WORK ORDER >> The answer should reproduce the listing below character for character.
☆ ☆ ☆ ☆ ☆
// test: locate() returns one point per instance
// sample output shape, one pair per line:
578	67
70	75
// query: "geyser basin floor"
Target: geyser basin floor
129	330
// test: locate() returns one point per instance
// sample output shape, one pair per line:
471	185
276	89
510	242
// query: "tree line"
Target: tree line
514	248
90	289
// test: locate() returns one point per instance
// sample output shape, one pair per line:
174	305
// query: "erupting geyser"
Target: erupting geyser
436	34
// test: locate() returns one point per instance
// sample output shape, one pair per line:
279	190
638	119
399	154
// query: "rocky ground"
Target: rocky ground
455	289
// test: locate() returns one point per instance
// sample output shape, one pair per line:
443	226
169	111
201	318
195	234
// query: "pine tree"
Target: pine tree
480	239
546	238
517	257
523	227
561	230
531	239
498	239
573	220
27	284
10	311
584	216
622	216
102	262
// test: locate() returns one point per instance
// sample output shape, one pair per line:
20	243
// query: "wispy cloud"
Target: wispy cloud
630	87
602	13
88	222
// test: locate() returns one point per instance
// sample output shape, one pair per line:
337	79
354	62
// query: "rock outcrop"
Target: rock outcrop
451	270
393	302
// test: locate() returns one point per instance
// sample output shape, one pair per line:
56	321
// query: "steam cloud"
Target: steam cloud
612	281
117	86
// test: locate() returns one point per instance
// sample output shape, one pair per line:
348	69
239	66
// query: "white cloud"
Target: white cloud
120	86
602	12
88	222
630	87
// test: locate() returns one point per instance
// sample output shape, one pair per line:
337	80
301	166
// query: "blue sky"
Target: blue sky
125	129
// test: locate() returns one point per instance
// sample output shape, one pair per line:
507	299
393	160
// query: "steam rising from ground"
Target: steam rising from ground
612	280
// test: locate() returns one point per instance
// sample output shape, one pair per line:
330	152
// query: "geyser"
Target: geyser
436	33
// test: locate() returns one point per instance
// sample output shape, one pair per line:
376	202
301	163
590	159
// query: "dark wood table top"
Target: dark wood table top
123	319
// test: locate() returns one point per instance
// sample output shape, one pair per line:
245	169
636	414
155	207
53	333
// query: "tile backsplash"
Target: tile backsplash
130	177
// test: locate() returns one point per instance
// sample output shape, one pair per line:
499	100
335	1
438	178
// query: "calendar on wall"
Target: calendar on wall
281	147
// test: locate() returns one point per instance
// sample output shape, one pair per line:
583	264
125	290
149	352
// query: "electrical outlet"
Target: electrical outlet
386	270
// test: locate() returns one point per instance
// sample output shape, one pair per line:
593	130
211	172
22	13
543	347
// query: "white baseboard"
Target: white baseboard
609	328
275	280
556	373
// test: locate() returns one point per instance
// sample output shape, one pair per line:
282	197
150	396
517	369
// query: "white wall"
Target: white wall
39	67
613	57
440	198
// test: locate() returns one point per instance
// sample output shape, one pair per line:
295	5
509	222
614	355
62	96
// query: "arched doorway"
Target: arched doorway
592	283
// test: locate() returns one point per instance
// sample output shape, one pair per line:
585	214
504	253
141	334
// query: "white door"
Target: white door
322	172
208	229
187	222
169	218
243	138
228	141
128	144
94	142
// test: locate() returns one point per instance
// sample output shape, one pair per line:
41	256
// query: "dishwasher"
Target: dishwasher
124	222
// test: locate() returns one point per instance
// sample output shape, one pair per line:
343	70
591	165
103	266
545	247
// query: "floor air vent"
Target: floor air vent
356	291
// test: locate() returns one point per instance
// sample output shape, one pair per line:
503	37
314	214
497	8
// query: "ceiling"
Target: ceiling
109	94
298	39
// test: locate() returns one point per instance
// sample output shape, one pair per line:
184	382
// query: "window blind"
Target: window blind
☆ ☆ ☆ ☆ ☆
RESPONSE TO THE EXERCISE >>
// test: locate() returns one point per instance
// sample output shape, one pair per line:
578	67
70	75
// query: "geyser basin floor"
Target: geyser basin floor
129	330
// test: locate() returns one point per instance
// sample output shape, one pair per line:
471	185
276	89
510	242
// query: "tree line"
Target: tree line
514	248
90	289
// test: locate() returns one point per instance
// sample output shape, one pair per line:
174	305
// query: "erupting geyser"
Target: erupting geyser
436	34
// test: locate() returns one point per instance
// sample output shape, one pair per line:
279	190
638	119
399	154
// query: "rocky ground"
Target: rocky ground
455	289
// test: locate() returns one point per instance
// sample output shape, one pair per line:
443	226
169	111
201	318
195	234
// query: "pine tree"
Target: pine tree
480	239
546	238
517	257
523	227
561	230
531	239
498	239
573	220
27	284
10	311
584	216
622	216
102	262
// test: locate() returns one point per instance
// sample output shape, one pair per line:
20	243
// query: "wispy cloud"
Target: wispy cloud
630	87
602	13
88	222
// test: locate() returns one point per instance
// sample output shape, one pair per line:
337	79
354	62
// query: "rock outcrop"
Target: rock outcrop
451	270
393	302
// test: locate() returns one point per instance
// sample output shape, one pair per line:
56	321
// query: "steam cloud"
Target: steam cloud
612	281
117	86
// test: locate() returns one point per instance
// sample output shape, one pair per line:
348	69
239	66
// query: "white cloud"
Target: white cloud
120	86
602	12
88	222
630	87
// test: locate() returns one point per instance
// sample output shape, one pair per line:
337	80
301	166
// query: "blue sky"
Target: blue sky
125	129
// test: locate() returns one point per instance
// sample output shape, one pair per line:
507	299
393	160
// query: "steam rising from ground"
Target: steam rising from ground
612	280
// test: locate() returns one point per instance
// sample output shape, one pair per line:
330	152
// query: "geyser"
Target: geyser
436	33
// test: locate() returns one point per instance
// sample output shape, one pair per line:
376	202
301	163
590	159
// query: "dark wood table top"
Target: dark wood table top
123	319
// test: locate() returns one point per instance
// sample output shape, one pair per line:
245	169
636	414
155	207
53	333
// query: "tile backsplash"
Target: tile backsplash
130	177
// test: locate() returns one point per instance
// sample output shape, one pair per line:
499	100
335	1
438	178
// query: "calendar on wall"
Target: calendar on wall
281	147
// test: locate() returns one point per instance
// sample output shape, one pair per line:
583	264
125	290
149	352
// query: "electrical outlet"
Target: electrical outlet
386	270
// test: locate() returns one point per instance
// sample output shape, one pair per line:
593	130
211	172
22	13
543	347
// query: "white baseboard"
Target: white baseboard
609	328
275	280
556	373
// test: locate() returns one point per instance
// sample output shape, one pair per line:
282	197
150	396
517	369
// query: "white wall"
Target: white wall
39	67
613	57
440	198
// test: locate() returns one point per instance
// sample output shape, one pair per line:
295	5
509	222
614	355
62	96
// query: "arched doorway"
Target: arched doorway
592	283
// test: locate() returns one point per instance
// sample output shape, one pair per line:
585	214
504	253
141	334
// query: "white door"
Target: white door
322	172
208	229
187	222
169	218
243	138
228	141
128	144
94	142
// test: locate() returns one point per instance
// sample output shape, one pair per line:
41	256
// query: "dishwasher"
Target: dishwasher
124	222
// test: locate() returns one point per instance
// sample output shape, one pair per line:
343	70
591	165
103	266
545	247
// query: "floor air vent"
Target: floor air vent
356	291
// test: locate() returns one point per instance
// sample output shape, one pair per line:
503	37
314	214
497	8
// query: "ceiling"
Target: ceiling
109	94
298	39
// test: locate() returns one point per instance
// sample output shape, one pair per line:
184	382
// query: "window blind"
Target: window blind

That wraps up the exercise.